=== Text extract ===
20 Replies Latest reply on Feb 18, 2010 12:57 PM by CaptainN

    SR (Shared Registers), sharing level.

    CaptainN
      Whether SRx shared per SIMD thread, per EVEN/ODD Wavefront’ thread, or per Wavefront# (of SIMD)’ thread.

      Ultimately, the task is to pass data between kernels using SR (Shared registers). SR registers supposed to be persistent from thread to thread (within waveform) between different kernel invocations when launched from calCtxRunProgramGridArray)

      Micah,

      I really tried to make it short post.

      Based on number of answers and posts (http://forums.amd.com/forum/messageview.cfm?catid=328&threadid=116932, http://forums.amd.com/forum/messageview.cfm?catid=328&threadid=115872, http://forums.amd.com/forum/messageview.cfm?catid=328&threadid=121826) I wrote number of tests and still can not say for sure what is the sharing level of SR registers. Following documentation (http://developer.amd.com/gpu_assets/R700-Family_Instruction_Set_Architecture.pdf) SR shared per SIMD.

      However, results rather do not confirm this statement. I have used RV730 (HD4670) chip for these experiments.

      Allocated array 128x4 of float4. Size is doubled, reason will be seen below.

=== What is being asked ===
What web addresses does the shared-registers thread contain? List all of them. The entries after this point have nothing to do with the shared-registers thread.

=== Entries shown ===

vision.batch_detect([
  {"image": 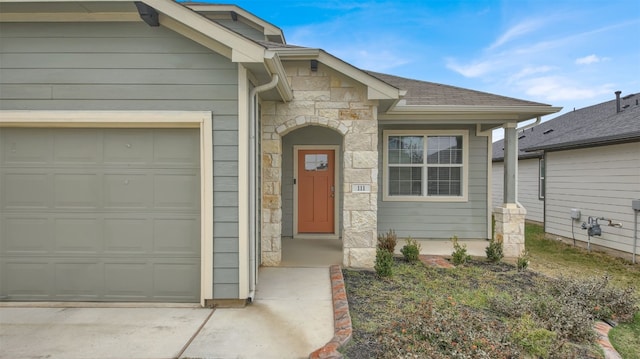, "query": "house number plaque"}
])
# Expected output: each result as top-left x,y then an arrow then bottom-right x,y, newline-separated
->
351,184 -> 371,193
--
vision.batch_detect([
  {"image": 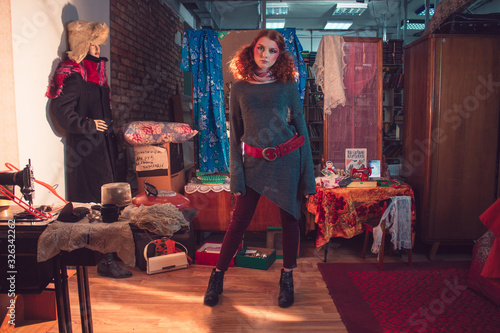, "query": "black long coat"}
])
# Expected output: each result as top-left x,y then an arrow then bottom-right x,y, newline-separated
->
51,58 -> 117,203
* * *
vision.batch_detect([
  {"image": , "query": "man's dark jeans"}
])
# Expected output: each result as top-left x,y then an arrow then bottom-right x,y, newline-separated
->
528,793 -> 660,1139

=== Output of the task ===
- http://forums.amd.com/forum/messageview.cfm?catid=328&threadid=116932
- http://forums.amd.com/forum/messageview.cfm?catid=328&threadid=115872
- http://forums.amd.com/forum/messageview.cfm?catid=328&threadid=121826
- http://developer.amd.com/gpu_assets/R700-Family_Instruction_Set_Architecture.pdf